Object outline annotations
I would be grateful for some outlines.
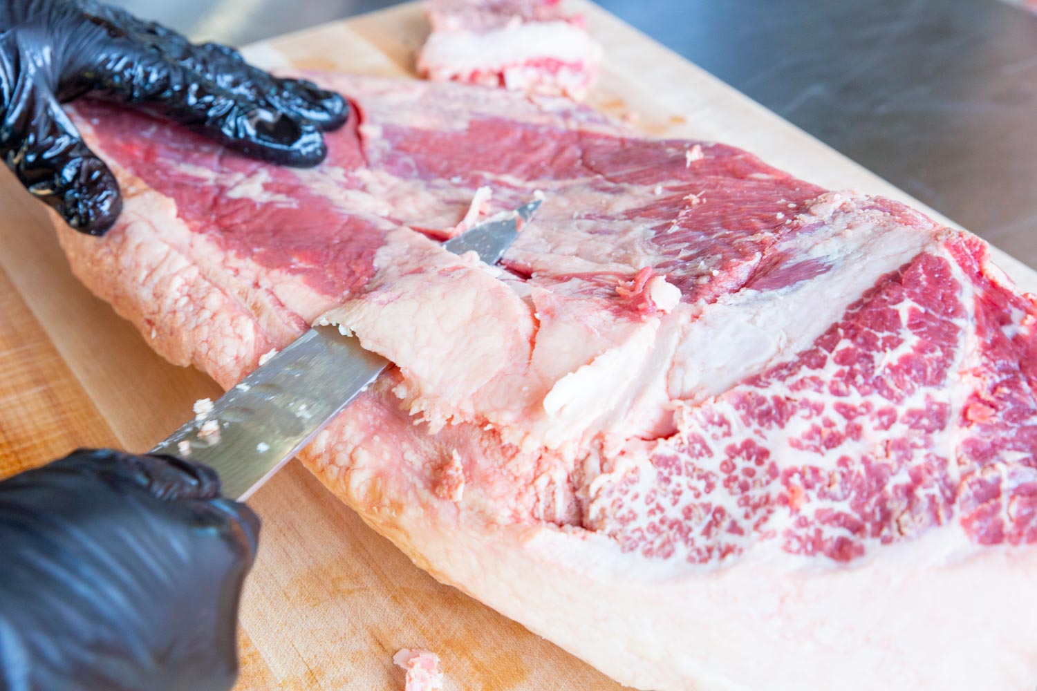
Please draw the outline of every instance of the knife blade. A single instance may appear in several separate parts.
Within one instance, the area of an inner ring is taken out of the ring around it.
[[[496,264],[540,206],[535,197],[443,243]],[[314,326],[221,396],[150,453],[185,456],[220,474],[245,500],[377,379],[390,363],[335,326]]]

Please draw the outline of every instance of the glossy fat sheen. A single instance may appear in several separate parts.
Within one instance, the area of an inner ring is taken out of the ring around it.
[[[429,0],[418,71],[438,82],[566,95],[590,89],[601,49],[554,0]]]
[[[627,685],[1029,689],[1037,310],[978,238],[564,99],[323,81],[359,119],[311,171],[80,108],[132,203],[77,275],[224,386],[355,330],[398,368],[308,466]],[[546,193],[502,266],[415,232],[483,186]]]

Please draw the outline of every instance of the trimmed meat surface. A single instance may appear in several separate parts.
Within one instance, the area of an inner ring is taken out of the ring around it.
[[[432,32],[418,71],[437,82],[580,98],[601,49],[561,0],[426,0]]]
[[[318,78],[319,168],[75,108],[73,270],[223,386],[316,321],[396,367],[307,466],[441,580],[642,689],[1031,689],[1037,306],[974,235],[563,98]],[[542,190],[501,265],[454,256]]]

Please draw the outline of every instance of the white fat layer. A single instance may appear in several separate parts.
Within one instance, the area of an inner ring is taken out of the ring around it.
[[[421,54],[421,68],[432,79],[457,73],[495,70],[536,58],[595,62],[596,44],[568,22],[531,22],[485,33],[437,31]]]
[[[619,346],[555,382],[543,399],[551,423],[544,435],[549,448],[557,448],[570,438],[572,429],[586,429],[613,406],[617,394],[636,380],[646,353],[655,342],[658,322],[652,321]]]
[[[472,204],[468,207],[468,211],[465,212],[465,218],[457,224],[457,229],[464,232],[474,226],[493,196],[494,191],[489,188],[482,186],[476,190],[472,196]]]
[[[879,276],[932,242],[926,232],[850,225],[851,218],[837,217],[823,229],[829,237],[801,233],[781,248],[795,257],[823,260],[831,265],[826,272],[780,290],[741,290],[704,308],[677,351],[671,395],[685,400],[717,396],[810,347]]]
[[[680,288],[668,283],[662,276],[651,279],[646,288],[648,297],[661,312],[672,312],[680,303]]]

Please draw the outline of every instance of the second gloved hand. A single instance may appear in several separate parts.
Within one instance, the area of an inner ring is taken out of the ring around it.
[[[176,458],[79,451],[0,482],[0,689],[227,691],[258,532]]]
[[[91,0],[0,3],[0,154],[22,184],[77,230],[102,234],[121,209],[118,184],[61,104],[89,94],[173,119],[277,164],[324,160],[323,131],[346,102],[277,79],[217,44]]]

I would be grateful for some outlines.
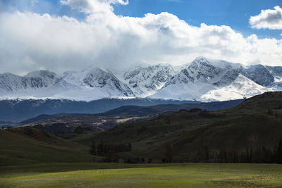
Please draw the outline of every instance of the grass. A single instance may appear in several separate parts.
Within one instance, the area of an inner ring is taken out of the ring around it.
[[[86,162],[89,147],[30,128],[0,130],[0,166],[49,162]]]
[[[0,168],[1,187],[280,187],[274,164],[47,163]]]

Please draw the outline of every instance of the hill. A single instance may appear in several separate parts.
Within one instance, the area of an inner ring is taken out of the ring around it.
[[[124,106],[98,114],[59,113],[40,115],[20,123],[20,125],[37,126],[55,134],[73,132],[76,128],[87,130],[104,130],[121,123],[148,120],[162,114],[176,112],[180,109],[200,108],[208,111],[218,111],[235,106],[241,100],[188,103],[183,104],[160,104],[151,106]],[[82,130],[83,132],[83,130]]]
[[[282,92],[268,92],[228,110],[182,110],[72,140],[87,145],[92,140],[110,144],[130,142],[132,151],[118,153],[121,156],[152,158],[156,161],[167,158],[168,150],[175,162],[196,161],[199,155],[203,161],[207,151],[209,159],[218,159],[224,152],[238,157],[242,153],[245,161],[247,155],[259,150],[274,155],[282,135],[281,104]]]
[[[0,130],[0,165],[90,161],[88,150],[87,146],[37,129]]]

* [WRITTEN PROBLEM]:
Return each of the rows above verbatim, omitting the pictures.

* [RIGHT ANSWER]:
I would be grateful for some outlines.
Please draw the outline of every instance of the knife blade. A single instance may appear in several separate parts.
Within one instance, the area of an inner ring is taken out of the ring around it.
[[[496,264],[540,206],[535,197],[443,243]],[[314,326],[221,396],[150,453],[185,456],[220,474],[245,500],[377,379],[390,363],[335,326]]]

Please draw the outline of every instance of the glossy fat sheen. A single instance may appear in several separate parts.
Within one instance, the area of an inner ring is taken out of the ring around it.
[[[429,0],[418,71],[438,82],[566,95],[590,89],[601,49],[554,0]]]
[[[627,685],[1029,689],[1037,310],[978,238],[564,99],[323,81],[359,119],[311,171],[80,108],[132,203],[77,275],[224,386],[355,330],[398,368],[308,466]],[[546,193],[502,266],[415,232],[483,186]]]

Please draw the outline of every instance of the trimmed meat surface. A single instance may appear in several separate parts.
Within one instance, the area of an inner ring is taken out of the ring around it.
[[[432,32],[418,71],[437,82],[580,98],[601,49],[561,0],[426,0]]]
[[[318,78],[319,168],[75,108],[73,270],[223,386],[316,321],[396,367],[307,466],[441,580],[642,689],[1031,689],[1037,306],[974,235],[563,98]],[[542,190],[501,265],[454,256]]]

Please draw the outline of every instance of the white fat layer. A single instance may appear in several separate parts.
Within one instance, the area of an inner ring is taken out of the ring around it.
[[[421,54],[421,68],[432,79],[457,73],[495,70],[536,58],[595,62],[596,44],[568,22],[531,22],[485,33],[437,31]]]
[[[619,346],[555,382],[543,399],[551,423],[544,435],[549,448],[557,448],[570,438],[572,429],[586,429],[613,406],[617,394],[636,380],[646,353],[655,342],[658,322],[652,321]]]
[[[472,204],[468,207],[468,211],[465,212],[465,218],[457,224],[457,229],[464,232],[474,226],[493,196],[494,191],[489,188],[482,186],[476,190],[472,196]]]
[[[879,276],[932,242],[926,232],[850,225],[851,218],[837,217],[823,229],[829,237],[801,233],[781,248],[795,257],[823,260],[831,265],[826,272],[780,290],[741,290],[704,308],[677,351],[671,395],[685,400],[717,396],[810,347]]]
[[[680,288],[668,283],[662,276],[651,279],[646,288],[648,297],[661,312],[672,312],[680,303]]]

Please draw the outline of every instance of the second gloved hand. A single instance may appear in several separate parts.
Within one instance, the area of an inner ring is taken out of the ring around it.
[[[176,458],[79,451],[0,482],[0,689],[227,691],[258,532]]]
[[[91,0],[0,3],[0,154],[22,184],[77,230],[102,234],[121,209],[118,184],[61,104],[89,94],[173,119],[277,164],[324,160],[323,131],[346,102],[277,79],[217,44]]]

I would be grateful for some outlines.
Please draw the outline of every instance of the grass. A single instance may appear in several separate parts.
Within one instance, the area of an inner ring is taken out of the ring around it.
[[[86,162],[89,147],[30,128],[0,130],[0,166],[49,162]]]
[[[0,168],[1,187],[280,187],[274,164],[47,163]]]

Please draw the outline of every instance of the hill. A single instance may appear in several separate parts.
Within one instance, the area of an inner ring is taken out of the ring around it.
[[[124,106],[98,114],[59,113],[40,115],[20,123],[20,125],[37,126],[55,134],[73,132],[76,128],[87,130],[104,130],[121,123],[148,120],[162,114],[176,112],[180,109],[200,108],[208,111],[218,111],[235,106],[241,100],[188,103],[183,104],[160,104],[151,106]],[[82,130],[83,132],[83,130]]]
[[[282,92],[268,92],[228,110],[182,110],[72,140],[87,145],[92,140],[110,144],[130,142],[132,151],[118,153],[121,156],[152,158],[156,161],[167,158],[168,150],[175,162],[196,161],[199,155],[203,161],[207,151],[209,159],[218,159],[224,152],[238,157],[242,153],[245,161],[247,155],[259,150],[274,155],[282,135],[281,104]]]
[[[0,130],[0,165],[90,161],[88,150],[87,146],[37,129]]]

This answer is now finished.